[Extracted records]

↓↓↓

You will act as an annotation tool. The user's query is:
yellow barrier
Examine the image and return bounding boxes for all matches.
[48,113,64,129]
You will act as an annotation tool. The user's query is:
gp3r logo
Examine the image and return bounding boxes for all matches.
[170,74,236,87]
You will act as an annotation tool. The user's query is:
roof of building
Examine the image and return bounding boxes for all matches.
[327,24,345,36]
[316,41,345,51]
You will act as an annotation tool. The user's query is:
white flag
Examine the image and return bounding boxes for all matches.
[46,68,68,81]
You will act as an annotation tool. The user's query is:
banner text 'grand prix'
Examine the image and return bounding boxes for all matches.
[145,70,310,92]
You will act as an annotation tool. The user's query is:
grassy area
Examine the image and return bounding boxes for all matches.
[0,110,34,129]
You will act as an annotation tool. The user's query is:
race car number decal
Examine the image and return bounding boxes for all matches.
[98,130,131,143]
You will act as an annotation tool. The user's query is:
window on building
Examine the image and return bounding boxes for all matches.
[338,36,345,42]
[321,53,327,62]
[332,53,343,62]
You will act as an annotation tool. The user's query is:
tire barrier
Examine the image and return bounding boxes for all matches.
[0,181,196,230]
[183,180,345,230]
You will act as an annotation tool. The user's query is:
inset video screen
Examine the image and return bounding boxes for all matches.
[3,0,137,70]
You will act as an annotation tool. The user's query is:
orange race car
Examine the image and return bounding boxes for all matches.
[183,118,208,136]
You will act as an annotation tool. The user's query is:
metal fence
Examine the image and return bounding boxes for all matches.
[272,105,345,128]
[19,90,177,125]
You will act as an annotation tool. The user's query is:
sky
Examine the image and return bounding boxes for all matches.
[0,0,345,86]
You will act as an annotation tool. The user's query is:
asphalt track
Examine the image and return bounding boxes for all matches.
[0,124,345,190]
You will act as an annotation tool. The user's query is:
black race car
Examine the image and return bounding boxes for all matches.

↑↑↑

-- Exercise aim --
Each line above must be printed exactly as it appears.

-- The solution --
You will act as an annotation tool. The user's query is:
yellow barrier
Examine the image and return bounding boxes for all matches.
[48,113,64,129]
You will act as an annotation tool. The user's query is:
gp3r logo
Examine the image and return bounding boxes for all matches.
[170,74,236,87]
You will act as an annotation tool. The user's query is:
roof of building
Examine the image and return bounding boxes for all matches.
[327,24,345,36]
[316,41,345,51]
You will act as an annotation tool. The user's query is:
white flag
Examine the image and return bounding boxes for all matches.
[46,68,68,81]
You will act as an annotation tool. The user's query is:
banner text 'grand prix'
Examine the image and return bounding boxes for all matches.
[145,70,310,92]
You will act as an annotation tool. The user's query is:
grassy area
Examine the image and return bounding boxes for all matches.
[0,110,34,129]
You will act as an annotation tool. The user's query is:
race car number decal
Examine the image and return bounding boxes for all matches.
[98,130,131,143]
You will act as an annotation tool. The user's query is:
window on building
Examine the image and return bounding boxes for all matches.
[338,36,345,42]
[321,53,327,62]
[332,53,343,62]
You will act as an annotation tool. The user's query is:
tire barrier
Examine the image and return bounding boxes for all matches.
[0,181,196,230]
[183,180,345,230]
You will act as an annotation tool. The user's query is:
inset video screen
Examine the image and return bounding boxes for all matches.
[3,0,137,70]
You will act as an annotation tool. The user's query is:
orange race car
Examine the image and return bounding boxes for all matches.
[183,118,208,136]
You will act as an annotation tool. The user's query is:
metal fence
Examine the image and return bounding boxes for all matches.
[272,105,345,128]
[19,90,177,125]
You will act as an annotation tool. The user's query is:
sky
Examine the image and return bounding boxes for all matches.
[0,0,345,86]
You will act as an annotation tool. The user's query is:
asphalt track
Examine the image and return bounding boxes for all matches.
[0,124,345,190]
You will act as an annotation tool. The user's query is:
black race car
Examine the image and return bounding boxes for all matches.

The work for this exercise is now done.